• Required actions:
1) According to the Passover article, at which university is Rabbi Benjamin Blech a professor of Talmud studies?
2) Carry on the article about the five aspects of Passover from the point where it ends.

• Document segment:
Segment Open

The Five Aspects of Passover
I recently read an interesting article written by Rabbi Benjamin Blech, one of today's truly outstanding modern Jewish thinkers, a professor for Talmud studies at Yeshiva University. Rabbi Blech names five major aspects to the survivability of the Jewish people which were created during the saga of the Exodus from Egypt.
Memory The first aspect is Memory. History prevents us from living in a cosmic vacuum. Knowing who we are and from whence we came enables us to recognize ourselves as a nation and separate religious group. As ancient Hebrews this gave us a sense of our destiny with a mission to improve the world. (hence the concept of repairing the world). This is why remembering the Exodus from Egypt is a commandment mentioned numerous times in the bible. This remembrance has allowed us to fashion ourselves as a nation of freedom lovers and to introduce this concept to an oppressive world.

Segment Closed

• Data extract:
Segment Open

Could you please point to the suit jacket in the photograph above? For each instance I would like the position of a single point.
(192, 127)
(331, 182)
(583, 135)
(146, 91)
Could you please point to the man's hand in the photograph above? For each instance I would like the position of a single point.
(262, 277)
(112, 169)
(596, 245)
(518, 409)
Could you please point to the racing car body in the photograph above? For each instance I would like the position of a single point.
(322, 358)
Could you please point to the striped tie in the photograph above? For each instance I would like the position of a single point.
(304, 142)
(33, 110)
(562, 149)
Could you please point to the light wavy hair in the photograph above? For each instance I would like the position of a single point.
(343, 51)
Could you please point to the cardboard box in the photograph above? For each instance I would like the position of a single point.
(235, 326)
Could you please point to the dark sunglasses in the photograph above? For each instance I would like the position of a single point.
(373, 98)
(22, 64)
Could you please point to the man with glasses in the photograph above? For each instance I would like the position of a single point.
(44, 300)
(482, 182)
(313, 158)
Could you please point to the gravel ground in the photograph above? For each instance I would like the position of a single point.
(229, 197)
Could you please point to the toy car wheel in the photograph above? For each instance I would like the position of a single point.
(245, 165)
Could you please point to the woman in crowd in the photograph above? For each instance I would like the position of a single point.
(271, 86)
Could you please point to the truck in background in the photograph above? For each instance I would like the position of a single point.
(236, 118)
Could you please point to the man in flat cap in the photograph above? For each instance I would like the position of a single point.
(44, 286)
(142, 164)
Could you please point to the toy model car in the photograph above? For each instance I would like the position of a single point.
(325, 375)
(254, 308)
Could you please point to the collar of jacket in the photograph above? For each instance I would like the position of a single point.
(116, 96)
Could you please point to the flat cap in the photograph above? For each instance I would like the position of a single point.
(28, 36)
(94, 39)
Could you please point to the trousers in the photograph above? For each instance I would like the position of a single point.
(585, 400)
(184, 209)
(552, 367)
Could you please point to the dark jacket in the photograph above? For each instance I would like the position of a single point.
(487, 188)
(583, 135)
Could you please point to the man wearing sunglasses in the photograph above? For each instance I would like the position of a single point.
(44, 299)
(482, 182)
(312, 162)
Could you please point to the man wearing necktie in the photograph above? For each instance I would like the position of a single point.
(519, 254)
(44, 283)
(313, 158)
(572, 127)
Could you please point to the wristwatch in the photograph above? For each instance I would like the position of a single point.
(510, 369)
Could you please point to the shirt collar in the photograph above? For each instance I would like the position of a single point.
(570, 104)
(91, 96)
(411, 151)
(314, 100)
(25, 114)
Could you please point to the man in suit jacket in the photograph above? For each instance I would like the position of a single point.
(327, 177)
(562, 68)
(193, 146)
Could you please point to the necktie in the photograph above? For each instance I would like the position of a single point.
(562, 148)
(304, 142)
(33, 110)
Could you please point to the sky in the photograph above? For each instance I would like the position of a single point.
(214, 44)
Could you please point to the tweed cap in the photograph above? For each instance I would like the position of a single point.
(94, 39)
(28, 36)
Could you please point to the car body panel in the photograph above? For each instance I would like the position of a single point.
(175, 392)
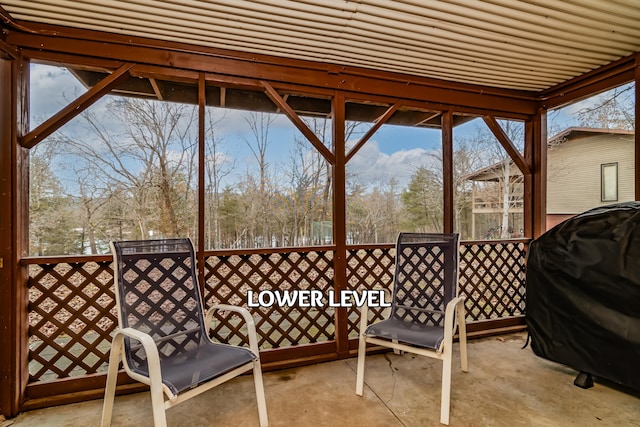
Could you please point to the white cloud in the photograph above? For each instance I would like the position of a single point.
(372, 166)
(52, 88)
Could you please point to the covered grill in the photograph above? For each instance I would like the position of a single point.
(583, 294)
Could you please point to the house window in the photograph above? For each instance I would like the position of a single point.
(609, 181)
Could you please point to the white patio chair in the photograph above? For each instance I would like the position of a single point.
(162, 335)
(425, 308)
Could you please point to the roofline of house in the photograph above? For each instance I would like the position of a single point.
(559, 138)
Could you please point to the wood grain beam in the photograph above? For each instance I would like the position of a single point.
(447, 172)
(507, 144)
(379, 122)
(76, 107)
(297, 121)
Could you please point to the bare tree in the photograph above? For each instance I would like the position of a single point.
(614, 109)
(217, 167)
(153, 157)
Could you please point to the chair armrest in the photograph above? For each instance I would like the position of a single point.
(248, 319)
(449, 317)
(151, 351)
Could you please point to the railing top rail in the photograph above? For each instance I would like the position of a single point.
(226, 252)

Segment Closed
Segment Open

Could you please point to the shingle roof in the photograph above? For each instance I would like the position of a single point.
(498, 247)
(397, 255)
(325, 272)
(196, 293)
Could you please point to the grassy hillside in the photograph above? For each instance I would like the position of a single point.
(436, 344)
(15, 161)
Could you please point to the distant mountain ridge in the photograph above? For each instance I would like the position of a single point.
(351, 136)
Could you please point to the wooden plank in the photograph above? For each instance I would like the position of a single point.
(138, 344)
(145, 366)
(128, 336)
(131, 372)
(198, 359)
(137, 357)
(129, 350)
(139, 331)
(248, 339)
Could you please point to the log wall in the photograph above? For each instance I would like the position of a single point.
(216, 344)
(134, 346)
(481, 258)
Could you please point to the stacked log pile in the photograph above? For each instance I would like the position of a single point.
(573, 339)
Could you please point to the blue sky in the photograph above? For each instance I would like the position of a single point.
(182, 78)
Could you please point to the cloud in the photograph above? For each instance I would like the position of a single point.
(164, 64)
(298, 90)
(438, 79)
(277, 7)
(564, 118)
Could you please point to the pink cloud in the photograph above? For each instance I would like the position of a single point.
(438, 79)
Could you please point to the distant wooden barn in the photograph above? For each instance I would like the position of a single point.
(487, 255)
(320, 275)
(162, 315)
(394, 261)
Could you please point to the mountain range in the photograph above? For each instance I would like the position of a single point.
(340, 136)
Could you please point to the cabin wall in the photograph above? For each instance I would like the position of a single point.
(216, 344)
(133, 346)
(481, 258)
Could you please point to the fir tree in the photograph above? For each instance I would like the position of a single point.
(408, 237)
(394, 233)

Segment Closed

• Activity answers:
1) Yeshiva University.

2)
Optimism The second aspect is Optimism. This powerful psychological state of mind brings with it the innate belief that all oppressive power in the world, all tyranny, all powerful evil empires will be defeated and toppled especially at the times when tyranny is in complete control. As Hebrew slaves with no hope for deliverance from our suffering, Moses actually had quite a difficult time bringing us to this state of mind to allow us to see the coming redemption.
Faith The third aspect is Faith. When the Jewish nation was born out of the event of Exodus the concept of G-D's direct role in human life was created with it. Both in the bible as well as in later writings (such as the writings of the Rambam, one of the greatest Jewish philosophers) a common description of G-D is not an adjective but, in fact, a verb. "I am your G-D who took you out of Egypt", meaning there is direct divine intervention in our lives. G-D is not aloof but rather compassionate and open for our prayers and wishes.
Although G-D is all powerful, our relationship with him is direct and personal. He is the king but he is also our father (remember "Avinu Malkenu" Our Father our King from our High Holy Days liturgy) He acts when things need to get done for the benefit of humans, even if sometimes we don't see it that way. Like all other events in human life, the story of the Hebrews in Egypt is part of the divine plan with reasons not always clear to us.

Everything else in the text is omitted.